Sweden tested the Luger in 1904, along with all the major semiauto pistols available at the time. The Luger was found to be the most accurate gun in the trials, but expensive and not as reliable in cold weather as the Browning 1903 – which was formally adopted as the m/1907 a few years later and produced under license at Husqvarna. Fast-forward to the 1930s, and Sweden has begun to purchase batches of submachine guns in 9x19mm. Their Browning pistols are in 9×20 Browning, and it would make a lot of sense to standardize on just one 9mm pistol cartridge. In 1938/9, Sweden held a second set of trials with the Luger (the New Model this time) the Walther HP (P38) and the Finnish Lahti M35.
____________________
▶ **Goals**
1. Return the passage on Swedish pistol trials between "Sweden tested the" and "Finnish Lahti M35.", inclusive.
2. In the passage on Swedish pistol trials, under what designation was the Browning 1903 formally adopted?
3. Continue the passage on Swedish pistol trials, beginning after its final sentence.
The items placed after this point are separate material, distinct from the passage on Swedish pistol trials.

▶ **Data provided**
____________________
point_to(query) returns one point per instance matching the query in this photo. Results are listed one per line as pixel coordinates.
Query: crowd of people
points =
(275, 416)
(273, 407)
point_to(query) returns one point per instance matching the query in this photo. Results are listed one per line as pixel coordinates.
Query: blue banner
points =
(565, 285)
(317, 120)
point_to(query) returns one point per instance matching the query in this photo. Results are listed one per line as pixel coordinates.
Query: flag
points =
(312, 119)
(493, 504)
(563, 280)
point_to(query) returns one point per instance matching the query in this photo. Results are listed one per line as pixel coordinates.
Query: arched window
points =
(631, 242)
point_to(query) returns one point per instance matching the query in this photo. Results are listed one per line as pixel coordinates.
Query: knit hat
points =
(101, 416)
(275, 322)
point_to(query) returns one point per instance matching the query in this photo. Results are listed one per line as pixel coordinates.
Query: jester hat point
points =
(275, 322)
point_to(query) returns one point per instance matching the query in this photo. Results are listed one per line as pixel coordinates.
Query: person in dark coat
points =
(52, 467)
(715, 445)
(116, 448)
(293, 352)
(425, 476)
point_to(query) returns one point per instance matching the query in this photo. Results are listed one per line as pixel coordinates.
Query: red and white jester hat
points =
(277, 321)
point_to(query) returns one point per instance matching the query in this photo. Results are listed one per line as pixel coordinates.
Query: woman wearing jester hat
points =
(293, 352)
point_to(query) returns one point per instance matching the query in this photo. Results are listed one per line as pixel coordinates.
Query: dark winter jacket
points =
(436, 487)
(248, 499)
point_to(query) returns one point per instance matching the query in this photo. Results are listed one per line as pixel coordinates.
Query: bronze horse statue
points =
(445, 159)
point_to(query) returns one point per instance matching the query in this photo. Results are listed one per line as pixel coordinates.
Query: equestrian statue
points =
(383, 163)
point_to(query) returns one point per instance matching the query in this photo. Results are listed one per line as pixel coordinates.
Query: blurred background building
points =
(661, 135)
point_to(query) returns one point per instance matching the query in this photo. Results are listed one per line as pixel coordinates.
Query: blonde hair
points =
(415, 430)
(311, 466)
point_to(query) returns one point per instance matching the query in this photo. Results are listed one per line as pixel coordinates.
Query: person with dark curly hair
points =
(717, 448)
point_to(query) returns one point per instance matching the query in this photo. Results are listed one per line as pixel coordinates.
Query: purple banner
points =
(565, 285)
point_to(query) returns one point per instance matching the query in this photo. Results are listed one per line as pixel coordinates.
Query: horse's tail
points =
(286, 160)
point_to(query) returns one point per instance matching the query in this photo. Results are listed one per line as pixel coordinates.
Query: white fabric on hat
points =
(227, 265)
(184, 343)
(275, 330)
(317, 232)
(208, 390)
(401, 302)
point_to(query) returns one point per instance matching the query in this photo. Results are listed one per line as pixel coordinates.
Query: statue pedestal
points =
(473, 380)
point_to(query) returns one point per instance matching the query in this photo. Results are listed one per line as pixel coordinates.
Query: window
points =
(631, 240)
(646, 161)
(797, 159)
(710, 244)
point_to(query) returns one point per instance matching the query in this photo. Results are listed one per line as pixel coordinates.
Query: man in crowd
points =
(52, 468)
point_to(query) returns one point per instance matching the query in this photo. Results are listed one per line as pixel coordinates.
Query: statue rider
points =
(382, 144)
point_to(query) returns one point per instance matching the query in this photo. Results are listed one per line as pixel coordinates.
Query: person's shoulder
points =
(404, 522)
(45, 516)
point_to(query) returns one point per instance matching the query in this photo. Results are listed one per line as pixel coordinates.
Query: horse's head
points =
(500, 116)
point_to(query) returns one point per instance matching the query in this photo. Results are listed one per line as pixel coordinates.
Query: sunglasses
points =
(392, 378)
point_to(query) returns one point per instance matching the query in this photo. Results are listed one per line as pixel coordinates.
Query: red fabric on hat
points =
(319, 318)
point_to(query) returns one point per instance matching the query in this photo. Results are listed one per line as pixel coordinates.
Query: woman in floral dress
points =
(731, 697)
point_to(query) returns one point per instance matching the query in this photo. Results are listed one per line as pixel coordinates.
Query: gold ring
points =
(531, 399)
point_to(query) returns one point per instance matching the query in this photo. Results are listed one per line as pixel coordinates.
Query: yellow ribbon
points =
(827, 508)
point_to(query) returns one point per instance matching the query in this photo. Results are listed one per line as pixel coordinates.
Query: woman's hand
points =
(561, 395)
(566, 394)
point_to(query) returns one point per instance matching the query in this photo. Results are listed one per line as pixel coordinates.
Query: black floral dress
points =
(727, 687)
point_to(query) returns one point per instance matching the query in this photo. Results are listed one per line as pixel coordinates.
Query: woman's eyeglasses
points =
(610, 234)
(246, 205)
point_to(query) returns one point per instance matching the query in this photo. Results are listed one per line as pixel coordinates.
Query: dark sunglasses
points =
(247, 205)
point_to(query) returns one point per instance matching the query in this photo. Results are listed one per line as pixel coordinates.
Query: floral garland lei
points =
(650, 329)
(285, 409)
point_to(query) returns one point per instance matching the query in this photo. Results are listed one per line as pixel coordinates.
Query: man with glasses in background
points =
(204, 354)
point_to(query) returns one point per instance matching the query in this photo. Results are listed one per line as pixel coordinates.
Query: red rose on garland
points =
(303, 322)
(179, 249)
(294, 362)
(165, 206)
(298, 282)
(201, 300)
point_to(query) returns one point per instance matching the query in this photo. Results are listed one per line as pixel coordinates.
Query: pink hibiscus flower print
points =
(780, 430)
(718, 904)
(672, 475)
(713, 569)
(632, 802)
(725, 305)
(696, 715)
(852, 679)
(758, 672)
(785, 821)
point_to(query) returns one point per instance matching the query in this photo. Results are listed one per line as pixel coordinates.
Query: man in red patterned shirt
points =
____________________
▶ **Expected responses**
1.
Sweden tested the Luger in 1904, along with all the major semiauto pistols available at the time. The Luger was found to be the most accurate gun in the trials, but expensive and not as reliable in cold weather as the Browning 1903 – which was formally adopted as the m/1907 a few years later and produced under license at Husqvarna. Fast-forward to the 1930s, and Sweden has begun to purchase batches of submachine guns in 9x19mm. Their Browning pistols are in 9×20 Browning, and it would make a lot of sense to standardize on just one 9mm pistol cartridge. In 1938/9, Sweden held a second set of trials with the Luger (the New Model this time) the Walther HP (P38) and the Finnish Lahti M35.

2. It was adopted as the m/1907.

3.
The Lugers in question were 300 guns purchased form Mauser. They were all 1938 dated, with 275 in 9mm Luger with 4 3/4 inch barrels and 25 guns with 4 inch barrel chambered for .30 Luger. They did not receive and specifically Swedish markings, and can be identified only by serial number – 5700v to 6000v. Interestingly, the 9mm ones have salt-blued barrels but the other parts rust-blued (except for the small parts that were normally strawed).
The late 1930s testing once again found the Luger to be the most accurate pistol, but it was still expensive. A purchase of 1500 Walther HP pistols was made, but the outbreak of war interrupted the supply from Germany. Instead, the Lahti was adopted at the m/40 pistol, and produced in large numbers at Husqvarna as the Browning had been before it.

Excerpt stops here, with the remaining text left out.